• WHAT TO DO
[1] Find each line of the records that contains the word "every" and copy all such lines. Case counts.
[2] Write what comes next in the committee transcript on regulatory reform, starting after its last sentence.

• READING PASSAGE
⁂
He must exercise his powers with a view to these objectives.
4. You did almost hint at something that I was
going to ask. Do you intend to produce regulatory reform orders
that do nothing but tackle inconsistencies and anomalies? Can
you give me some examples of those?
(Mr Stringer) I think we have already talked about
one example, which is the fire regulations, where there are inconsistencies
and anomalies. It may well be possible to find other examples
along those lines. May I take this opportunity to step back a
bit and look at the regulatory issues as a whole. I think we have
come through a period, in the late 1980s and 1990s, when people
thought that the economic efficiency of the country would be better
and healthier if a lot of regulations were swept away. That was
not just in this country but in the United States and in many
other countries. That was seen to be the way forward to making
the economy more competitive and efficient. As various studies
have shown, what is making economies more efficient and effective
is the quality of the regulation and getting rid of bad regulations
that are not entirely burdensome. I can give you an example I
have recently heard, which does not apply to this country but
could well do so. This is about inconsistencies more than anomalies.
The Japanese had the best regulations in the world for replacing
hips and prosthetic limbs ten years ago. That regulation was very
good. It has now become out-of-date. What that regulation being
out-of-date means is that the Japanese get the worst replacement
body parts, limbs, hips and knees, in the world. The major companies
in the world have to comply with these out-of-date regulations
and keep production lines going that comply with them. The Japanese
obviously have legislative problems like we do. If they change
their regulations on those parts, then they would be able to insist
that they got better replacement hips. I use that as an example
because it illustrates the whole point of the way that regulations
are changing. It is not just about the idea that there was one
single regulation that would be burdensome on people. It is not
a British example but it does illustrate the direction that we
are trying to go in.
Mr Ross
5. Could I ask the Minister how he is going
to set about identifying inconsistencies and anomalies which he
referred to. He did say earlier that there was a very large amount
of legislation. From my own experience in this place we often
find that a new piece of legislation, which is introduced, has
an unexpected impact on existing legislation. How on earth are
you going to keep track of it all?
(Mr Stringer) It would probably be an impossible aspiration
to keep track of it all, Mr Ross. I think, again, it might be
helpful if I describe how we are looking at the whole process
of regulation. As I have said, we have moved from believing that
just deregulating, just being able to cross out regulation, was
the way forward. This Government is committed to better regulation.
⁂
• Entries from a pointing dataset
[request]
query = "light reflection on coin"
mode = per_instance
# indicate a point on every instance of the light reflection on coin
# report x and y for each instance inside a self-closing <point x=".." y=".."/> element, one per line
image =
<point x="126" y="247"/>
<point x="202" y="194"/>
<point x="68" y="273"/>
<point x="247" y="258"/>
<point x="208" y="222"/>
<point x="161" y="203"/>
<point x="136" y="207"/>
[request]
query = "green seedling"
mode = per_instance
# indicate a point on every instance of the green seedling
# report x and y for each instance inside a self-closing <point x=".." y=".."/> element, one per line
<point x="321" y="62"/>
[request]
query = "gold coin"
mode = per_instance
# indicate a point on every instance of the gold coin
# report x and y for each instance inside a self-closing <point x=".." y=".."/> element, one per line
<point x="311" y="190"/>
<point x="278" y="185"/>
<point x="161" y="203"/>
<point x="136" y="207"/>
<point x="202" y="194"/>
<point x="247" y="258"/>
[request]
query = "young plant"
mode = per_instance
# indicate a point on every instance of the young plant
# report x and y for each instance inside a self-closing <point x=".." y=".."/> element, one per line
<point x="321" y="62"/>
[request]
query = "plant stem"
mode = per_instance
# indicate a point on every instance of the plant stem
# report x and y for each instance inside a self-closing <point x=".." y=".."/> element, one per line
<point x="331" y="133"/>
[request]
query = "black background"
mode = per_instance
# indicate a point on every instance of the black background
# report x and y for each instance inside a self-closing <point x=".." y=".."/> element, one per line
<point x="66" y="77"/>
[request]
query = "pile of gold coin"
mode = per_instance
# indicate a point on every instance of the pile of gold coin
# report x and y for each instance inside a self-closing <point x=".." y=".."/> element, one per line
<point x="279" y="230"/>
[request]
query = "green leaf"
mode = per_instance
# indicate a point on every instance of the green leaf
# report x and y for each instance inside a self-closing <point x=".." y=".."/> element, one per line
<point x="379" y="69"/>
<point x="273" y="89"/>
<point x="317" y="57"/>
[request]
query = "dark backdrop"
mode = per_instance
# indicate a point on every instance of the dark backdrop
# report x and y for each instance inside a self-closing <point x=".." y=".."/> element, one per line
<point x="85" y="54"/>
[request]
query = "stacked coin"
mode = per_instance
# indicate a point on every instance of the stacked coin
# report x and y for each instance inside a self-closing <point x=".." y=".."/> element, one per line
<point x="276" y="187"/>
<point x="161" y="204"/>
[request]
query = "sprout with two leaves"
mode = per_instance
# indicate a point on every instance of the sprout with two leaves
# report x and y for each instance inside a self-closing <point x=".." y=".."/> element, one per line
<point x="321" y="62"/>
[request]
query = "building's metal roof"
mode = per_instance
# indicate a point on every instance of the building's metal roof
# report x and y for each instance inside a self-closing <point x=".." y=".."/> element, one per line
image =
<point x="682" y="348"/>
⁂
• ANSWER LIST
[1]
# indicate a point on every instance of the light reflection on coin
# indicate a point on every instance of the green seedling
# indicate a point on every instance of the gold coin
# indicate a point on every instance of the young plant
# indicate a point on every instance of the plant stem
# indicate a point on every instance of the black background
# indicate a point on every instance of the pile of gold coin
# indicate a point on every instance of the green leaf
# indicate a point on every instance of the dark backdrop
# indicate a point on every instance of the stacked coin
# indicate a point on every instance of the sprout with two leaves
# indicate a point on every instance of the building's metal roof

[2]
We have set up a number of processes to stimulate the discussion
on future regulation and on improving that regulation which is
in place. The Prime Minister and Cabinet set up a Panel of Regulatory
Accountability, which is chaired by my colleague in the Cabinet
Office, Dr Mowlam. She chairs that with the Secretary of State
of the DTI, and the Treasury Minister, myself, Lord Falconer and
representatives of the Small Business Service and the Better Regulation
Task Force. The purpose of that Panel is to bring forward Ministers
from the Departments that have regulations, which is most Departments,
although the larger regulations are in a relatively small number
of Departments, and to ask them to account for what they intend
to do in the future in regulations; and to ask them, where there
have been problems, where they are going to improve their regulation.
Those problems might be that the regulation is out-dated, burdensome,
or inconsistent and anomalous. As a function of that process,
because every Department now has a Minister responsible for regulatory
reform, I sit down and have one-to-one discussions with those
people, and then make reports on those discussions before the
Panel meets. Then, that is the basis of questions. It is via that
process that inconsistencies and anomalies would be set forward.
We are not attempting, in any sense, to replace the Law Commission
process.
6. I understand what you are saying, and since
I have been a long-time member of the Statutory Instruments Committee,
I am aware that some Departments seem to go and look at the technical
aspects of the regulationfor instance, ship safety, air
safety, things like that, every so often, that may be two or three
or four yearsand the technical aspects can be updated and
seem to be updated on a fairly regular basis. What I am concerned
aboutand I think this Committee is concerned aboutis
that there other regulations which are there, which simply have
been caught in the past and have had time to become obsolete.
Is there a process in place which will identify those?
(Mr Stringer) This is part of the process. I do not
doubt your experience, Mr Ross, in going round. Partly to inform
the debates I am having with my colleague Ministers, I have seen
the representatives of British commerce and industry. I have talked
to the CBI, the British Chambers of Commerce, and the Institute
of Directors. I have been around and discussed with several Chambers
of Commerce and small groups of businessmen exactly the point
you have been making. You have only got to get together with a
small group of business people at any time for them to complain
bitterly about regulation. I have to tell you that when you say,
"Right, will you give me the instances of the obsolete regulation
that is causing you serious problems and I will put that back
to the Ministers who are responsible for it," there is often
a deafening silence at that point. I am not saying that those
obsolete regulations do not exist. Some of them have been dealt
with by the 1994 Deregulation and Contracting Out Act, but there
is not this huge bundle of regulations. More of the problems that
I am coming across are related to the discussion we have just
had, of over-lapping regulations, or the sheer size of the forms
that people have to fill in, or the time-tabling of the regulations.
People can say, "We are now happy with regulations X,Y,Z
but why do they all have to come out on 1 April?" That is
the real response I get rather than these antiquated obsolete
regulations. But if they are there, and they are causing problems,
then we would certainly be happy to feed them into the system.
That is the system we should generate.
7. You talked earlier about bad regulations.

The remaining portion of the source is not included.